Il y a un décalage entre la pratique de soins et les compétences légalement reconnues. Il faut prendre en compte la réalité de l’exercice infirmier en 2016 et les nouvelles technologies. L’usage de bladder scan est un bel exemple. Il est communément utilisé avant sondage vésical par l’infirmière, pourtant ce n’est pas dans ses compétences. Et depuis 2008, et la mise en place des protocoles de coopération avec la loi HPST, on a vu se développer un certain nombre de missions. Le problème, c’est qu’on reste sur des compétences fermées, qui concernent seulement quelques individus, alors que l’objectif était de développer les coopérations entre professionnels de santé, notamment entre médecin et infirmière. Si un protocole avait démontré son efficacité et son intérêt, il devait pouvoir être intégré dans le programme de formation et intégré au champ de compétence infirmier. Sept ans après, ça n’a été le cas pour aucun d’entre eux. Alors que pour les manipulateurs radio, il y a eu récemment une avancée. Il y a une certaine frilosité à utiliser pleinement les compétences des infirmières.

Quelles compétences, transférées dans le cadre de protocoles de coopération, pourraient être intégrées au référentiel de formation des infirmières selon vous ?

Dans le cadre des protocoles de coopération, plusieurs dispensaires permettent aux infirmières de réaliser certains vaccins sans prescription. L’Ordre a publié une lettre ouverte dans Le Monde pour rappeler que les infirmières pourraient vacciner plus largement contre la grippe. Le lendemain, la ministre a déclaré devant l’Assemblée nationale qu’elle était favorable à un élargissement des compétences des infirmières. Comme pour les sages-femmes, il s’agirait d’autoriser les infirmières à vacciner l’entourage des personnes soignées. Cette compétence, avec la formation ad hoc, pourrait être intégrée dans le référentiel de formation des infirmières. De même, certains protocoles permettent à des infirmières de poser des cathéters veineux centraux. Pourquoi ne pas autoriser l’ensemble des infirmières à le faire ?

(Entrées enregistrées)
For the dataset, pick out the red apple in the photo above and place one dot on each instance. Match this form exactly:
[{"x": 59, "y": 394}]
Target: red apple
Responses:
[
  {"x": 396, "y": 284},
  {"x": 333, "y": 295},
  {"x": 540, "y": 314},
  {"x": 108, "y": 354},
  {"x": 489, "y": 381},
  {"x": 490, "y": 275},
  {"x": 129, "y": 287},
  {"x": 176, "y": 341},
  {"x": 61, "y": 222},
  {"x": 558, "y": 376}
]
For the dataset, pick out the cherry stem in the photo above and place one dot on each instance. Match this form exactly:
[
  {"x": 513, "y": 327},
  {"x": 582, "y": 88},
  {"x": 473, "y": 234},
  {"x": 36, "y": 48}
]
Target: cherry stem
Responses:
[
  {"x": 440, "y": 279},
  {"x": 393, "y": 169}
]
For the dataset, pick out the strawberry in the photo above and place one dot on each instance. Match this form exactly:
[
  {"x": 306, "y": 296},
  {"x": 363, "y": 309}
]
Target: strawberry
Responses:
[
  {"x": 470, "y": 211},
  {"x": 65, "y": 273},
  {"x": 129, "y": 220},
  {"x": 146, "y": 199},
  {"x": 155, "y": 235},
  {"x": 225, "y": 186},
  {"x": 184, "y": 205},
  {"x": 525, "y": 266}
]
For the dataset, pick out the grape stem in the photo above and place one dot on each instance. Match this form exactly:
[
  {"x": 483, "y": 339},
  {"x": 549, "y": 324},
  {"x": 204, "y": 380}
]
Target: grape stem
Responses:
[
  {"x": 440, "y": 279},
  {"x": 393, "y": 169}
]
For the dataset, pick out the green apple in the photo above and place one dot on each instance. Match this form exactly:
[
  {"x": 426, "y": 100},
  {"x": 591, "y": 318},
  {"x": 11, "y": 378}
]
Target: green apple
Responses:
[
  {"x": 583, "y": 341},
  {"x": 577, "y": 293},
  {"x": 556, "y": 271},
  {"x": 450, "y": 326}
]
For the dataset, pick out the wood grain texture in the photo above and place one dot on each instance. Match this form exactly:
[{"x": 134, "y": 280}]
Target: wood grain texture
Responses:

**ACTIONS À MENER:**
- A) D'après le texte sur les compétences infirmières, dans quel journal l'Ordre a-t-il publié une lettre ouverte ?
- B) Rédigez la suite du texte sur les compétences infirmières, après sa dernière phrase.

**RÉSULTATS OBTENUS:**
- A) Dans Le Monde.

- B)
Ce qui libérerait du temps médical…

Oui, mais pour nous il ne s’agit pas de résoudre la problématique de la démographie médicale, mais de reconnaître les compétences des infirmières, dans le cadre de leurs missions : par exemple autoriser les infirmières libérales qui suivent les patients sous anticoagulants à prescrire des analyses biologiques, les infirmiers anesthésistes à prescrire certaines thérapeutiques… Je ne vais pas vous faire un listing, mais il y a un certain nombre d’exemples. C’est du bon sens. On ne doit pas faire 10 réunions pour savoir si un acte doit être réalisé par les infirmiers. Il faut assouplir un peu les choses.

La pétition évoque également la mise en place de consultations infirmières de première et deuxième ligne. De quoi s’agit-il ?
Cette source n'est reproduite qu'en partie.